Written request
State how many lines in the records below contain the string "marking". Give only the number.
======== Input for this task
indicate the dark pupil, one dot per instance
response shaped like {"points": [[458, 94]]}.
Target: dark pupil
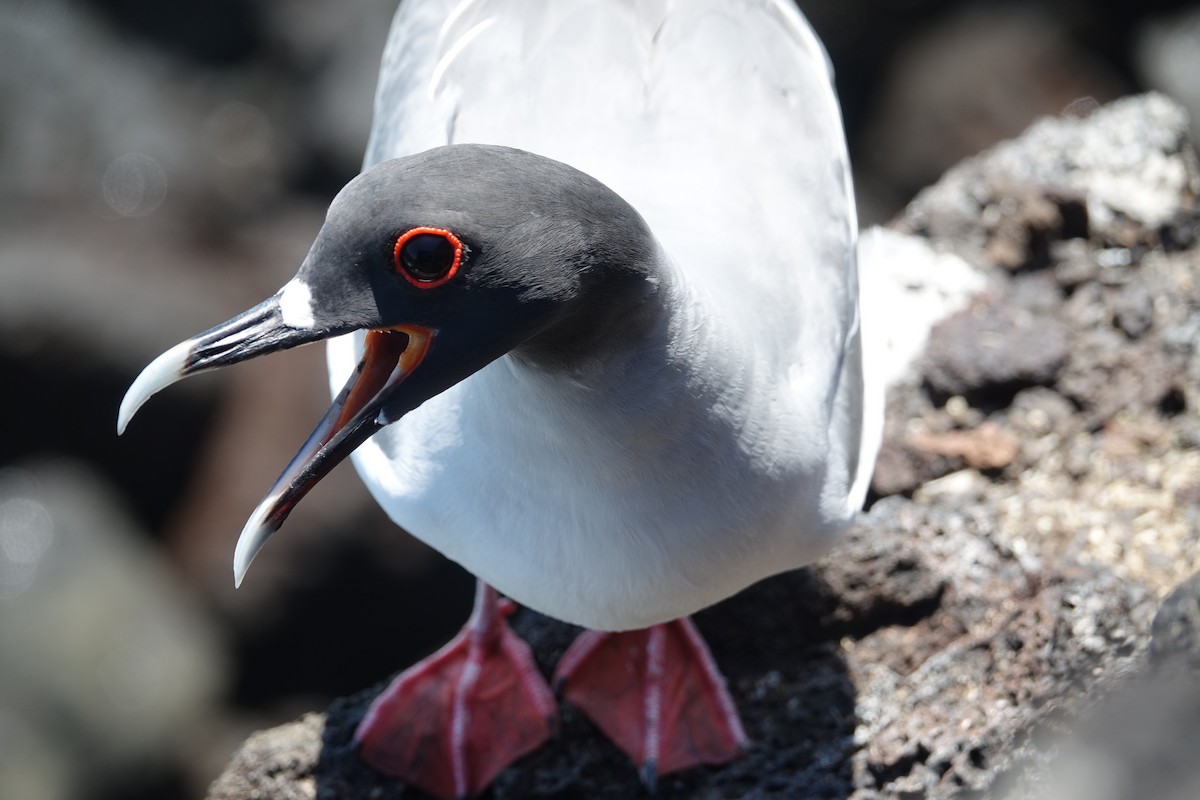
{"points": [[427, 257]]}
================
======== Input for this task
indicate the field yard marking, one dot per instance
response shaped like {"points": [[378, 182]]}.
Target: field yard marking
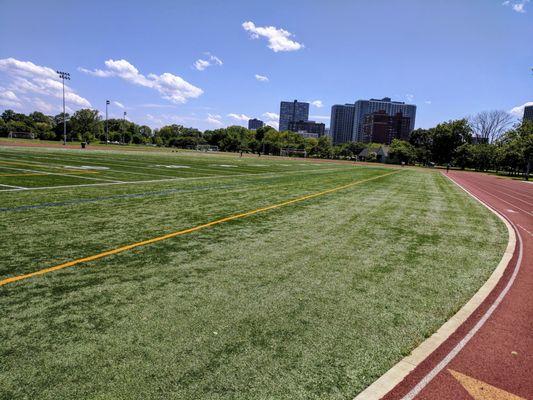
================
======== Input for this task
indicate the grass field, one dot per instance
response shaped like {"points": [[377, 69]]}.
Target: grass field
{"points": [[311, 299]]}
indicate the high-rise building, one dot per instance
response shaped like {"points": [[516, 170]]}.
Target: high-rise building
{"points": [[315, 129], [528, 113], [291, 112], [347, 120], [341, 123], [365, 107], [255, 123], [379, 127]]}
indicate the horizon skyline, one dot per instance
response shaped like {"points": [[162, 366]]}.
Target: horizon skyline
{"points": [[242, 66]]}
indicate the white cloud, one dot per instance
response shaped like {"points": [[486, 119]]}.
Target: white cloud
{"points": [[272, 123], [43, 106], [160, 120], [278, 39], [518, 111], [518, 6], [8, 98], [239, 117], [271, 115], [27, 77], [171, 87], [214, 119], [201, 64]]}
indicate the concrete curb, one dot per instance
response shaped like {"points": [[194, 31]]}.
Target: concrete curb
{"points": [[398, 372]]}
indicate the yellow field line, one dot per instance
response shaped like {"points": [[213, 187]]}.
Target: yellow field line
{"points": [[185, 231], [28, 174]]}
================
Written solution
2